• Required work: Copy nothing but the lines from the opening of the entries through the line that contains "x=361, y=344", exactly as written. Drop the pictures.

[Data extracted from a collection]
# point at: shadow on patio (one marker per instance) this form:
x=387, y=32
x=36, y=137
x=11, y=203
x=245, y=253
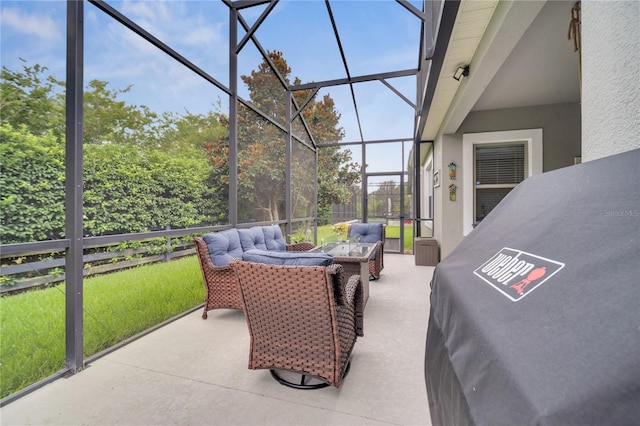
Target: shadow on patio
x=194, y=371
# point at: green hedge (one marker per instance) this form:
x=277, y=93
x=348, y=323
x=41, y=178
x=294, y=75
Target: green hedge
x=126, y=189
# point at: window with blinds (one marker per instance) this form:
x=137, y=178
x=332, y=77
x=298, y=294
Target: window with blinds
x=497, y=170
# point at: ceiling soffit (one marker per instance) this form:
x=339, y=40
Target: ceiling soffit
x=471, y=22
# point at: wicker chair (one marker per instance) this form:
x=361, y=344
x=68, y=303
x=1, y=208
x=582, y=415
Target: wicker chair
x=221, y=281
x=302, y=319
x=371, y=233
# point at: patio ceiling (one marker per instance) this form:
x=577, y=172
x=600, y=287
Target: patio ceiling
x=519, y=56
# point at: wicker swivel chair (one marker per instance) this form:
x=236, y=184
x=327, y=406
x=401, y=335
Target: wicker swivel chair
x=370, y=233
x=302, y=319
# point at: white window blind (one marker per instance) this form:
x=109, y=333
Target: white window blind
x=498, y=169
x=498, y=165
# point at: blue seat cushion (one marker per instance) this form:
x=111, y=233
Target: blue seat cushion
x=368, y=232
x=273, y=238
x=252, y=238
x=223, y=246
x=288, y=258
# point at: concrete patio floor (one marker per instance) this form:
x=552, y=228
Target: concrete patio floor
x=194, y=372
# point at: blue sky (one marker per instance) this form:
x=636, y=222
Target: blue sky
x=377, y=36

• Answer to the exercise:
# point at: shadow on patio (one marker per instance) this form:
x=387, y=32
x=36, y=137
x=11, y=203
x=245, y=253
Target: shadow on patio
x=194, y=371
# point at: green hedge (one marker per instance) this form:
x=277, y=93
x=348, y=323
x=41, y=178
x=294, y=75
Target: green hedge
x=126, y=189
# point at: window with blinds (one marker per instance) this form:
x=137, y=178
x=332, y=77
x=298, y=294
Target: window with blinds
x=497, y=170
# point at: ceiling soffit (one marker per instance) this form:
x=339, y=40
Target: ceiling soffit
x=471, y=22
# point at: wicker chair (one marker per instance) this form:
x=361, y=344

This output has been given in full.